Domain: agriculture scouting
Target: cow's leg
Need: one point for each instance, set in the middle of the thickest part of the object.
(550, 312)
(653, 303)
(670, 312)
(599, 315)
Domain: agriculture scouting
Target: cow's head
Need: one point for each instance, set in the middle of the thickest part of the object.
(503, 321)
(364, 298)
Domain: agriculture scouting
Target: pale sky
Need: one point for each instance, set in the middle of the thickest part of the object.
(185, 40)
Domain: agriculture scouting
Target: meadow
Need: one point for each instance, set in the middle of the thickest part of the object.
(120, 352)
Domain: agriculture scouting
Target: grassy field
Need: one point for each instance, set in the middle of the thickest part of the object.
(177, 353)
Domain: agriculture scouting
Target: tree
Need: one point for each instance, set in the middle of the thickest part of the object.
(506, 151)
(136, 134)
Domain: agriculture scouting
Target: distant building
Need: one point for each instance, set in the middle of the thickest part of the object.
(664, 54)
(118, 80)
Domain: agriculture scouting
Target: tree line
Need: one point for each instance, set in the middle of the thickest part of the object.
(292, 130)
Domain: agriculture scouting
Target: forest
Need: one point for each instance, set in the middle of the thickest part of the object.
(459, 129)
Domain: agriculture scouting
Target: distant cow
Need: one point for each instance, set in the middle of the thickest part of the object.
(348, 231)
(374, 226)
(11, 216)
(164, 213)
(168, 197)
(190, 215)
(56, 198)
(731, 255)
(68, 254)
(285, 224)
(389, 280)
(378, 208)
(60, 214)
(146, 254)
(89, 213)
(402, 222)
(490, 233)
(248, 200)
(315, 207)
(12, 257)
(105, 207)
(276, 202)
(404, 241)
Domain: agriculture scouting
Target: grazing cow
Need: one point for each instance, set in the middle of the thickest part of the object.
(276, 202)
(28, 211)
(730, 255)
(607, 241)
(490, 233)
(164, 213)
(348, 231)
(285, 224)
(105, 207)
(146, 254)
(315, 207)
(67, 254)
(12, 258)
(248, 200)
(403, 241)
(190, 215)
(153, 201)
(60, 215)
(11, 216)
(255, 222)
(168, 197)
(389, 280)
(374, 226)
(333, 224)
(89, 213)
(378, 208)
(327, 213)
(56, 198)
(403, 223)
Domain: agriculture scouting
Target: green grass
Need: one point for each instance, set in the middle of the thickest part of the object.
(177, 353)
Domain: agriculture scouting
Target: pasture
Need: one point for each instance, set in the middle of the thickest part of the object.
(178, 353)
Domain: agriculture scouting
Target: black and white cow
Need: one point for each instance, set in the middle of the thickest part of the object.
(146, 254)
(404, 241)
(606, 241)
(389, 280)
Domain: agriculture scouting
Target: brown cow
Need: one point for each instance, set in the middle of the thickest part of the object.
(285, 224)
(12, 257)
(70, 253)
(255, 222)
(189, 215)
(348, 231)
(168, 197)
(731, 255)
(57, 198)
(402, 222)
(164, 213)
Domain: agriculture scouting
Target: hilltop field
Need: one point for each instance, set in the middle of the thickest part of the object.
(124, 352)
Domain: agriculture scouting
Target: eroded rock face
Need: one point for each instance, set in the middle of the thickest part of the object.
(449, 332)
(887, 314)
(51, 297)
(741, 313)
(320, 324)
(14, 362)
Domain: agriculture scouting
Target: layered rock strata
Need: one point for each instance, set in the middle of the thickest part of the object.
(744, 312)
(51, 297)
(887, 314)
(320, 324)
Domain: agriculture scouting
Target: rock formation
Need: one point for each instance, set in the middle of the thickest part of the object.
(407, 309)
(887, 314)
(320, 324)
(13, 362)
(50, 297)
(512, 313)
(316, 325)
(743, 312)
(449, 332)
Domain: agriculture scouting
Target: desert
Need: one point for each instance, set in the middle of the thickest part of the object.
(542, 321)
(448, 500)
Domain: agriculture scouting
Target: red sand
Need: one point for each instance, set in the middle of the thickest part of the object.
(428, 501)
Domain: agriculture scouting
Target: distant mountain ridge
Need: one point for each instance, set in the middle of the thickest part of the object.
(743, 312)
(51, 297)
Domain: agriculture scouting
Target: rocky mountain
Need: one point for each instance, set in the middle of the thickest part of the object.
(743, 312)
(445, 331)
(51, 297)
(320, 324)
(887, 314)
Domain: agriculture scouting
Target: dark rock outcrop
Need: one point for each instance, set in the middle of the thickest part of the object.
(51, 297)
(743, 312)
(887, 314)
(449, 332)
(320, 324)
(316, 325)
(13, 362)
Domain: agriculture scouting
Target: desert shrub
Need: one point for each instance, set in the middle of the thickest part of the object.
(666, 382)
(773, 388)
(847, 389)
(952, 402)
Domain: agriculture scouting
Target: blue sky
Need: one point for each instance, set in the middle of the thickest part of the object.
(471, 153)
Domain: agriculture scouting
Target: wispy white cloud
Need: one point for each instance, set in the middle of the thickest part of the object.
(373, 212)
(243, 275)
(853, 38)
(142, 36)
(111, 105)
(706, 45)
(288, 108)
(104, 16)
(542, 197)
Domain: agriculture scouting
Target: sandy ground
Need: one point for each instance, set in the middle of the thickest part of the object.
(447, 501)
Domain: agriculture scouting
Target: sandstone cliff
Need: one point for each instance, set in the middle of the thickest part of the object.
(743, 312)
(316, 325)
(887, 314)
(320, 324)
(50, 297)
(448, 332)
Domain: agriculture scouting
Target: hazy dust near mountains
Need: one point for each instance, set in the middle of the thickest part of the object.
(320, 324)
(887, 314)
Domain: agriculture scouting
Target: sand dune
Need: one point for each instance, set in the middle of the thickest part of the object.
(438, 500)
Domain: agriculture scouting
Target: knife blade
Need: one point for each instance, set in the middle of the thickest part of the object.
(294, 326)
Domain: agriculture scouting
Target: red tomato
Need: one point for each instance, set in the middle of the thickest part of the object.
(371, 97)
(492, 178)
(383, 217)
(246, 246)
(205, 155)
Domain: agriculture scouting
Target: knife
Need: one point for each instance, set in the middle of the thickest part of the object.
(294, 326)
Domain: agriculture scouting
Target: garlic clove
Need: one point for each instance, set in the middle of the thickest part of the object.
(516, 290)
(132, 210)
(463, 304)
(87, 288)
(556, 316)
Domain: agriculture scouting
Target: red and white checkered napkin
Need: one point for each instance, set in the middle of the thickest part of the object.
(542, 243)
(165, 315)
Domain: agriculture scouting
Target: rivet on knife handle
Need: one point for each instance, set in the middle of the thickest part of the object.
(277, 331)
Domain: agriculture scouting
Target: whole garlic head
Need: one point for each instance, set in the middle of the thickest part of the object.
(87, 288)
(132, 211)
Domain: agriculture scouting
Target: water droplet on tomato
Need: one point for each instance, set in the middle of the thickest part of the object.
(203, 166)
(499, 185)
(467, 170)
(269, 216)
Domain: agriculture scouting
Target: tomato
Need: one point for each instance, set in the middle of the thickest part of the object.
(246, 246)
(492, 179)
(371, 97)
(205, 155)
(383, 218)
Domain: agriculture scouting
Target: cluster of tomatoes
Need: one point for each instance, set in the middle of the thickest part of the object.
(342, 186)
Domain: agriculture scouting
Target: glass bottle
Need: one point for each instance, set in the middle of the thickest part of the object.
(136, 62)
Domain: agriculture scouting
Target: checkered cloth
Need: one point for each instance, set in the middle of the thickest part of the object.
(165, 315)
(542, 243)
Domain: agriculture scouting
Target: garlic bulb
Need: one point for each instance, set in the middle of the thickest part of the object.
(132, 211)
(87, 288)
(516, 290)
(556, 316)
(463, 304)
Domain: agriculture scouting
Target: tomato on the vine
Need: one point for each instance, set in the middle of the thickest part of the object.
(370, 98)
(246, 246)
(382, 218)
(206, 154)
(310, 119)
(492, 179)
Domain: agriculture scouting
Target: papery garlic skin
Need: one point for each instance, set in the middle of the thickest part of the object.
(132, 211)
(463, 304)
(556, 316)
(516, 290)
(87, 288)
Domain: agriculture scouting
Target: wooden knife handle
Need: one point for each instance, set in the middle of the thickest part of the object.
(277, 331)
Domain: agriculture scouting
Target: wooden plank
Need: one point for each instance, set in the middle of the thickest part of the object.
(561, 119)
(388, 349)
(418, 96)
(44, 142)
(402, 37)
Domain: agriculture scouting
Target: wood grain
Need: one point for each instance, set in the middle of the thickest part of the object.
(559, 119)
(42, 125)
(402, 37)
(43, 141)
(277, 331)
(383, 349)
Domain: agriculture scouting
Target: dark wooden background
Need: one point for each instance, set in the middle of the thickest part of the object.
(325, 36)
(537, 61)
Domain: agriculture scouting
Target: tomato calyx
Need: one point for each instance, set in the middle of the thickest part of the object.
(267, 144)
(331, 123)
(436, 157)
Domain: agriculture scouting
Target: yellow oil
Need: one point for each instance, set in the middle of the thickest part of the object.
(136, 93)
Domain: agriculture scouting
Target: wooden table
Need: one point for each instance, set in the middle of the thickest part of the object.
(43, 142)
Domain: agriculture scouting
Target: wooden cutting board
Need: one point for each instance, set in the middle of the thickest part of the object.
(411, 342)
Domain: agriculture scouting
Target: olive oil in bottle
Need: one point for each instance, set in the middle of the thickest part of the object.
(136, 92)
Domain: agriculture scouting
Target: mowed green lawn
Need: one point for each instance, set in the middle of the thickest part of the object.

---

What the exercise asks
Please reproduce, exactly as they appear above, the lines from the line containing "Target: forest" up to and including the line containing "Target: rock formation".

Output of the task
Target: forest
Need: one point for each instance, set in the middle of the thickest part of the object.
(459, 129)
Domain: agriculture scouting
Target: distant cow
Need: one point for each instance, set in the middle of the thickest part of the object.
(348, 231)
(374, 226)
(11, 216)
(164, 213)
(168, 197)
(190, 215)
(56, 198)
(731, 255)
(68, 254)
(285, 224)
(389, 280)
(378, 208)
(60, 214)
(146, 254)
(89, 213)
(402, 222)
(490, 233)
(248, 200)
(315, 207)
(12, 257)
(105, 207)
(276, 202)
(404, 241)
Domain: agriculture scouting
Target: grazing cow
Need: one point for each instance, set in the middle of the thickest part of the object.
(276, 202)
(28, 211)
(730, 255)
(607, 241)
(490, 233)
(164, 213)
(348, 231)
(285, 224)
(105, 207)
(146, 254)
(315, 207)
(67, 254)
(12, 258)
(248, 200)
(403, 241)
(190, 215)
(153, 201)
(60, 215)
(11, 216)
(255, 222)
(168, 197)
(389, 280)
(374, 226)
(333, 224)
(89, 213)
(378, 208)
(327, 213)
(56, 198)
(403, 223)
Domain: agriculture scouting
Target: green grass
Need: one point for each instance, set in the middle of the thickest part of the object.
(177, 353)
Domain: agriculture scouting
Target: pasture
Need: one point for each instance, set in the middle of the thickest part of the object.
(178, 353)
Domain: agriculture scouting
Target: black and white cow
Need: one point for each instance, set in the middle of the thickest part of the object.
(146, 254)
(404, 241)
(606, 241)
(389, 280)
Domain: agriculture scouting
Target: brown cow
Need: one point for each instance, set in the middle of the thickest part of the object.
(285, 224)
(12, 257)
(70, 253)
(255, 222)
(189, 215)
(348, 231)
(168, 197)
(731, 255)
(57, 198)
(402, 222)
(164, 213)
Domain: agriculture scouting
Target: hilltop field
Need: one point for each instance, set in the middle of the thickest part of the object.
(124, 352)
Domain: agriculture scouting
Target: eroded rock face
Need: one point for each instance, set in the middle of the thickest part of the object.
(449, 332)
(887, 314)
(51, 297)
(741, 313)
(320, 324)
(14, 362)
Domain: agriculture scouting
Target: layered rock strata
Need: one point for each instance, set in the middle of the thickest part of the object.
(744, 312)
(51, 297)
(887, 314)
(320, 324)
Domain: agriculture scouting
Target: rock formation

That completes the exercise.